[Problem to solve]
Search the data for the word "suit" and copy every line that contains it.

Supplied records START

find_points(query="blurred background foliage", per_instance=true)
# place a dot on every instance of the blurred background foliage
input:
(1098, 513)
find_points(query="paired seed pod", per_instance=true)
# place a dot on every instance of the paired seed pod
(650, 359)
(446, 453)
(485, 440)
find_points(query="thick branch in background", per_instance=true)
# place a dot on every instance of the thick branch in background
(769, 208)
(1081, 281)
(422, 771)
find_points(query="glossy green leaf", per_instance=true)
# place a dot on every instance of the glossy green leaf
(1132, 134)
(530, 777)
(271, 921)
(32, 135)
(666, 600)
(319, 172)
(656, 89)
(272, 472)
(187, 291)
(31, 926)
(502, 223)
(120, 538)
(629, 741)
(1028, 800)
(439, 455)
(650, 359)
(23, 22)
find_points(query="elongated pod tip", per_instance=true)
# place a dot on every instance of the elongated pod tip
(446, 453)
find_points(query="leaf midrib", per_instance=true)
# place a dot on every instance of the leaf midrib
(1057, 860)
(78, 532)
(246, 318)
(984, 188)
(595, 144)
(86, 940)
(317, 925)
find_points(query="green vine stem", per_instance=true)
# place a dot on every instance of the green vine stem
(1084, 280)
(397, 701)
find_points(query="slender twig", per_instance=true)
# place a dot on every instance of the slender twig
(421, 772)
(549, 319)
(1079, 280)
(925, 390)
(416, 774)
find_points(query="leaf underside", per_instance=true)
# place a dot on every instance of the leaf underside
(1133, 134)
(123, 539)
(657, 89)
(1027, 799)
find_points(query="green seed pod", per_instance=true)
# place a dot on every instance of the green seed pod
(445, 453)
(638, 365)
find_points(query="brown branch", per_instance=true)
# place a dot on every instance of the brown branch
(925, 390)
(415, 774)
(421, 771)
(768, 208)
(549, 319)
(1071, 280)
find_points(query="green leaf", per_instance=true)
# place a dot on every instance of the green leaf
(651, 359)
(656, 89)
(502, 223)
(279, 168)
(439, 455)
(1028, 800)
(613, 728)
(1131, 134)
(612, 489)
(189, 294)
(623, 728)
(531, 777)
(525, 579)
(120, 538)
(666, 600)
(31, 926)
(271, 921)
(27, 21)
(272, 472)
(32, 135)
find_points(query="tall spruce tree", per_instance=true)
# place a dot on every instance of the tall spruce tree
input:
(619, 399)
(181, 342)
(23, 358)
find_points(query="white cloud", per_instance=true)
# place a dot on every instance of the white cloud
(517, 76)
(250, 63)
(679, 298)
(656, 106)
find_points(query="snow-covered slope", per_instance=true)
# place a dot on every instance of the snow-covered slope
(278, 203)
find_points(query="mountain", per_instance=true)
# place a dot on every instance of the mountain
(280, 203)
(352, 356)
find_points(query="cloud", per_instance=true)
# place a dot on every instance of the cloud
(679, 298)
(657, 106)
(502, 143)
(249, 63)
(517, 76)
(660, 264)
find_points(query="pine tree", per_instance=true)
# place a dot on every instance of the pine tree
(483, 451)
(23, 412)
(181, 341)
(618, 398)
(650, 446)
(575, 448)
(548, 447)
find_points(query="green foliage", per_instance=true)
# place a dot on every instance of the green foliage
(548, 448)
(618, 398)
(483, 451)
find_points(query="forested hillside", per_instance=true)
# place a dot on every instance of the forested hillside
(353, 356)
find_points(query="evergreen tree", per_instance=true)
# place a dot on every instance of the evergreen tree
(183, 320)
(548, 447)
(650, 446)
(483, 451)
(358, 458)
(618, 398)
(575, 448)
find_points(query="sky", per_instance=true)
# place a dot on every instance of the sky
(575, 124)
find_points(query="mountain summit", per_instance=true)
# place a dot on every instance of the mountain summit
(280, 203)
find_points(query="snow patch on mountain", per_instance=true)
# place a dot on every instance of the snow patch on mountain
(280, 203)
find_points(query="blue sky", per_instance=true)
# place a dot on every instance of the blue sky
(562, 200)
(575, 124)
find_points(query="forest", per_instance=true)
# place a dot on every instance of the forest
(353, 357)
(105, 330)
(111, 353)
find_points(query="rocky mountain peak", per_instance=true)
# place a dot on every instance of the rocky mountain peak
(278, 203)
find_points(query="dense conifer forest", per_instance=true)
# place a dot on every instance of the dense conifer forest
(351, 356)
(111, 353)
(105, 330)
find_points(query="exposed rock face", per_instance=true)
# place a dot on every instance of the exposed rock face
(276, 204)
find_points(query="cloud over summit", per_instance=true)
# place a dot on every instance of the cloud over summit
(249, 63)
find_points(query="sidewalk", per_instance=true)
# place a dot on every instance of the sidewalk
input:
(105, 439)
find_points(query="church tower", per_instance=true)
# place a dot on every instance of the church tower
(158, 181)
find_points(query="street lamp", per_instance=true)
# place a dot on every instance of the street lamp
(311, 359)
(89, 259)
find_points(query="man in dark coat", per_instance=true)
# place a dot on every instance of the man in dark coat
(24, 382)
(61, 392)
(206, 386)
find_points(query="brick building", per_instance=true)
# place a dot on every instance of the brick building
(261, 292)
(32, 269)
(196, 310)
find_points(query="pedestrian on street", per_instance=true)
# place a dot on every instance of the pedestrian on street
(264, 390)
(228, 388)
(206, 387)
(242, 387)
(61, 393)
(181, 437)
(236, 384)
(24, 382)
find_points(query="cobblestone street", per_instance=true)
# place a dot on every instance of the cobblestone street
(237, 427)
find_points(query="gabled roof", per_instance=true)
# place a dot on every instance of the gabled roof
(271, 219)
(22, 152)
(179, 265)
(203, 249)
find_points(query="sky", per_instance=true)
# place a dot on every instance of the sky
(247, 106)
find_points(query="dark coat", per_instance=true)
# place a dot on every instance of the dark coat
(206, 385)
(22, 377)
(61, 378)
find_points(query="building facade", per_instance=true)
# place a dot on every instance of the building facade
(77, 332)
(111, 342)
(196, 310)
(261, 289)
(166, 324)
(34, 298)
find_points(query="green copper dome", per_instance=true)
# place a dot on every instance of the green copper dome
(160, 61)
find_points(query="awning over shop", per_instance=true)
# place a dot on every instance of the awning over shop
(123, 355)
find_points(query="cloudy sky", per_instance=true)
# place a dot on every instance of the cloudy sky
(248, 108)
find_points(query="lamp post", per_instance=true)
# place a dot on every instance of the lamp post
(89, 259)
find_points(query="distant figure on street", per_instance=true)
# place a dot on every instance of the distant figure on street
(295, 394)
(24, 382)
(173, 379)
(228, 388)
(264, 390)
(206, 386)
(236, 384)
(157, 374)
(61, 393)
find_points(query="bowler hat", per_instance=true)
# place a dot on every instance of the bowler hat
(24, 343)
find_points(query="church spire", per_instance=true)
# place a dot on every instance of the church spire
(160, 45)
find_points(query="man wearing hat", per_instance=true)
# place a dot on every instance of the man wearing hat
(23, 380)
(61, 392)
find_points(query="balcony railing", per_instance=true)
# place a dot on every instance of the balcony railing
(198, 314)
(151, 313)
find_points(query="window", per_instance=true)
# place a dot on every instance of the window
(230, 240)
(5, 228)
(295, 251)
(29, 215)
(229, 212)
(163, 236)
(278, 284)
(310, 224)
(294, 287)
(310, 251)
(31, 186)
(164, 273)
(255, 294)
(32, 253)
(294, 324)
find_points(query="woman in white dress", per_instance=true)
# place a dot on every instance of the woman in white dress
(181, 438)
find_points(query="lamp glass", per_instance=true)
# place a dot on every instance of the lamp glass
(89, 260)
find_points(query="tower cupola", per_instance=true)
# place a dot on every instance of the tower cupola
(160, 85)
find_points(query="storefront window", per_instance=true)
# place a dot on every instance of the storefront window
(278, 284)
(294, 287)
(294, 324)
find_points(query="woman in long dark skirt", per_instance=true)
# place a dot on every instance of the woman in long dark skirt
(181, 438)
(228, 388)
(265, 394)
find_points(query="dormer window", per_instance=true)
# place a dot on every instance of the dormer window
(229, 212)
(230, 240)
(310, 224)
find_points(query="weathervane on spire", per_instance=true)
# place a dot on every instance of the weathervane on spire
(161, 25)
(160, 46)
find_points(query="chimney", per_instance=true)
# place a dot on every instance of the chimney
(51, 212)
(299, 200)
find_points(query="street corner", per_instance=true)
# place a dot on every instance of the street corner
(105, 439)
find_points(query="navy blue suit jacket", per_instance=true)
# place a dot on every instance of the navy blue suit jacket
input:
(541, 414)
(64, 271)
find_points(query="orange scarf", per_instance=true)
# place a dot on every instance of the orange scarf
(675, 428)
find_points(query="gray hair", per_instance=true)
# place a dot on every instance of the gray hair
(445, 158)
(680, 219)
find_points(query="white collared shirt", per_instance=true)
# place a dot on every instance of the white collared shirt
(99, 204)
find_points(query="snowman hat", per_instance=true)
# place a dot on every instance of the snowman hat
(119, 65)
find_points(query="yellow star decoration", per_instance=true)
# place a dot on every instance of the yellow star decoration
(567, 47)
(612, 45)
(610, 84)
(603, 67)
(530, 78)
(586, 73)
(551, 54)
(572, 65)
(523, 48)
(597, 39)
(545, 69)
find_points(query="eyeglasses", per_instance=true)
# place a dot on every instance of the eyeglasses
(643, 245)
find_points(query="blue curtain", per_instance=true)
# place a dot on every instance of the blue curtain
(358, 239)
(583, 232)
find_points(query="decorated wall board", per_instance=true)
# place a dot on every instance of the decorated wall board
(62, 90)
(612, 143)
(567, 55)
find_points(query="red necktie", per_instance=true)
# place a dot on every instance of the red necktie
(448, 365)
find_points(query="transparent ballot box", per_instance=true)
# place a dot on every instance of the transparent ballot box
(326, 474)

Supplied records END

[Solution]
find_points(query="navy blue suit jacket", per_instance=true)
# place a dot on every instance of the navy blue suit jacket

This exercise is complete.